[Stored records]
========================================
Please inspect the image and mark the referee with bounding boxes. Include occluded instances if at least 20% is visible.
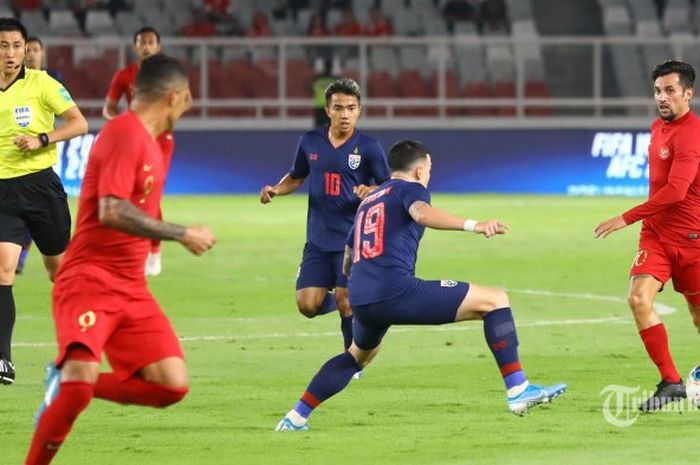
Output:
[0,18,87,384]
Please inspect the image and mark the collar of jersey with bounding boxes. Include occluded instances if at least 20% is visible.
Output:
[0,65,25,92]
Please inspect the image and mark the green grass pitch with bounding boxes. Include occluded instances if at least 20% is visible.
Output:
[5,195,700,465]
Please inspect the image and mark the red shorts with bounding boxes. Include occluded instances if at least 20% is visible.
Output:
[53,275,184,380]
[630,230,700,306]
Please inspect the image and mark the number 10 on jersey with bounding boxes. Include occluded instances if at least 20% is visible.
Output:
[324,173,340,197]
[352,202,384,263]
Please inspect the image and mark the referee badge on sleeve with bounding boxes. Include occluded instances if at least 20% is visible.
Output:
[15,107,32,128]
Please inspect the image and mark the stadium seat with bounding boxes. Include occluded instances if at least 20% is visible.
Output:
[48,10,83,37]
[85,10,119,36]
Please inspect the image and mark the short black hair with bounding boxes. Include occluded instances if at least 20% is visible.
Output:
[651,60,695,89]
[27,36,44,48]
[326,78,362,105]
[134,53,187,101]
[134,26,160,43]
[0,18,27,42]
[388,140,430,171]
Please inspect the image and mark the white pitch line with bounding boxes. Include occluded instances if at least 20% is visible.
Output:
[506,289,676,315]
[13,317,629,348]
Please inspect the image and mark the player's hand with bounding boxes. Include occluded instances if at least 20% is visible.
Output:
[14,134,41,152]
[179,226,216,255]
[352,184,377,200]
[474,220,508,237]
[593,216,627,239]
[260,186,279,203]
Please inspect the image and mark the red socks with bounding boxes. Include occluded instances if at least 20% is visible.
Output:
[639,323,681,383]
[95,373,189,408]
[24,381,93,465]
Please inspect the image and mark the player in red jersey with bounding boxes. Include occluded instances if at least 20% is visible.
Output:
[102,27,175,276]
[25,55,215,465]
[595,61,700,412]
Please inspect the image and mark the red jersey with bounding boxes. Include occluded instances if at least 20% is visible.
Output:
[57,111,165,285]
[622,111,700,247]
[107,63,139,105]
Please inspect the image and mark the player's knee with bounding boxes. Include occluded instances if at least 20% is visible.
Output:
[297,298,319,318]
[627,291,651,313]
[155,386,190,408]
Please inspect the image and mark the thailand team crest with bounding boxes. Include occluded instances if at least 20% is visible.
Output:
[348,147,362,170]
[15,107,32,128]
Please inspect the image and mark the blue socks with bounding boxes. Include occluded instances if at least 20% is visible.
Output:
[484,307,527,390]
[294,352,362,418]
========================================
_THE PROBLEM_
Please edit the rows starting with the line that contains "Please inspect the image and mark the white" and going on through the line that contains "[24,381,93,465]", replacing "red socks" with "red stockings" and leaving everything else unchanged. Return only those lines.

_SOLUTION TO THIS PROBLEM_
Please inspect the image and mark the white pitch line with bounding boxes. Include occluded instances if at least 20% is visible.
Output:
[506,289,676,315]
[13,317,629,348]
Please inspect the image and mark the player's hand with bounding boxes. Include occluded instances if at least 20% is visible.
Output:
[14,134,41,152]
[179,226,216,255]
[352,184,377,200]
[474,220,508,237]
[593,216,627,239]
[260,186,279,203]
Please inspect the image and mark the red stockings with bounding boxes. Include occluded instances if at least 20% is visible.
Output:
[639,323,681,383]
[95,373,189,408]
[24,381,93,465]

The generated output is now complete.